═══ Text to read

Similarly, their multi-faceted music balances hope and fear, love and anger -- sometimes all in one song, like their tentatively uplifting epic 'Help, I'm Alive.' The song, which leaked in December and became the band's first Canadian number-one single, revels in euphoric synthesizers and "no regrets" declarations even as a heart-pounding Haines worries "they're going to eat me alive if I stumble."


Metric have always been adamant about followed their own career path, even when it seemed counterproductive to increasing their popularity or pocketbooks. Take their very first video 'Succexy,' which featured stop-motion toy soldiers despite Haines being Canada's hands-down hottest singer. They also turned down a presumably obscene amount of money to use that same song in a car commercial because its anti-Iraq War message conflicted with the advertised item.

"The things we do are on a case-by-case basis," explains Haines. "Hummer comes along and asks us if they can use 'Succexy' in a commercial, we say no. 'Grey's Anatomy' says 'we want to use your song in the show and we'll say your name and that your album is coming out at the end,' and we say thank you very much. Edgar Wright comes to us with his new film ['Scott Pilgrim vs The World'] and wants Metric to write a song for it, we say yes!"

"We just got offered a shampoo commercial where they want an edgy woman and to have the music playing in the background and featuring the singer," she smirks. "There's no conversation about what shampoo is it, it's just no."

"There's no balancing act," interjects founding guitarist and co-producer Jimmy Shaw. "We don't compromise. Then you hope for success."

Metric hasn't earned either the indie cred of Broken Social Scene (Haines and Shaw's other band) or the stratospheric sales of their friend Feist. But they have been able to persevere through considerable hardship to reach their current heights, including their first label going belly-up before dropping Metric's debut 'Grow Up And Blow Away' (which Metric eventually bought back and released in 2007). Many similar bands -- like Death Cab For Cutie or Metric's former NYC roommates the Yeah Yeah Yeahs -- used their indie success to land major label deals.

Metric, true to form, stuck by their Canadian indie label Last Gang domestically, signed with BSS's label Arts&Crafts in Mexico and as for the rest of the world, including America, they're going it alone. Deciding the old conventional model is not only dead, but never benefited them anyway, Metric reimagined their band as a small business ("Like my brother's record store," enthuses Haines) and launched their own self-financed label, MMI ("Me Myself and I"). With a globally dispersed team, they can now distribute their record without having to sign to someone else's dotted line.

══════
═══ Extracted records

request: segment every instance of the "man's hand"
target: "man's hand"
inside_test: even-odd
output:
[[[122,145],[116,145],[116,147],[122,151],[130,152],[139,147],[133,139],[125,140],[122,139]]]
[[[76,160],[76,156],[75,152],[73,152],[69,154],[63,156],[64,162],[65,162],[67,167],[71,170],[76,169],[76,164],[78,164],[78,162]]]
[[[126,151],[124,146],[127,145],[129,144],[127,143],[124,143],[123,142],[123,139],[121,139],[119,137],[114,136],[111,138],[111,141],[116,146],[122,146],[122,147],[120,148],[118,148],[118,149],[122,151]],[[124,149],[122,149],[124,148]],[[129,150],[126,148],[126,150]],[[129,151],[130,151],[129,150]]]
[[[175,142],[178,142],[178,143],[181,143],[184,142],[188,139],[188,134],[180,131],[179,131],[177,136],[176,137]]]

══════
═══ Extracted records

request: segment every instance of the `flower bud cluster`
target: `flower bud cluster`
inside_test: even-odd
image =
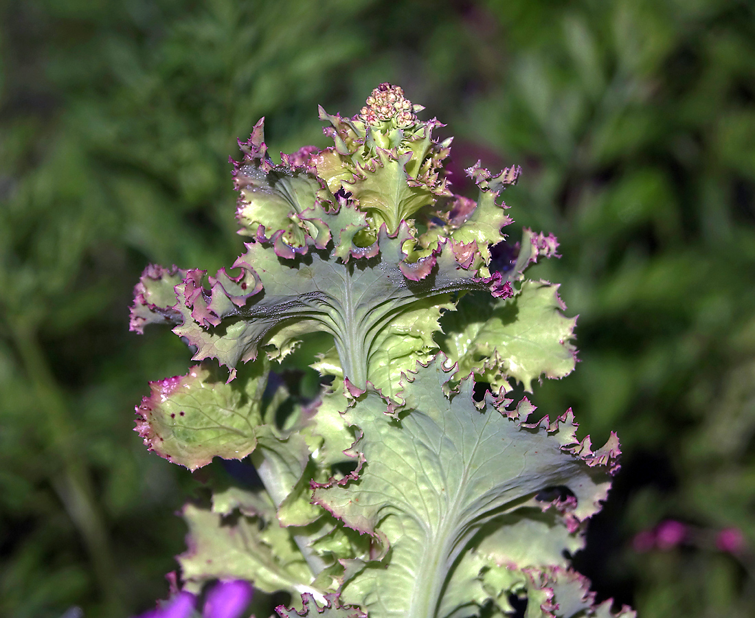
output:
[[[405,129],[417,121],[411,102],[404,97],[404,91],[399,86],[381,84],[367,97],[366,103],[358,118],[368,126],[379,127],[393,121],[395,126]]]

══════
═══ Extracted records

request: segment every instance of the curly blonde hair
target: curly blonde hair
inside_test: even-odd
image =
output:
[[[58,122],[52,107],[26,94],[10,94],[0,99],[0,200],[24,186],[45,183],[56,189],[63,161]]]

══════

# Set of tasks
(1) For each statement, say yes or no to whether it agrees with the article about Metric, and quote the words of the article that decide it: (a) Metric refused to let Hummer use 'Succexy' in a commercial. (b) Metric signed with a major label to release their record in America. (c) 'Help, I'm Alive' was the band's first Canadian number-one single.
(2) Count how many lines of the data records contain the string "target". Give only the number.
The article about Metric and the data records are independent of each other.

# Exercise responses
(1)
(a) Yes: "Hummer comes along and asks us if they can use 'Succexy' in a commercial, we say no."
(b) No: "as for the rest of the world, including America, they're going it alone."
(c) Yes: "became the band's first Canadian number-one single"

(2) 3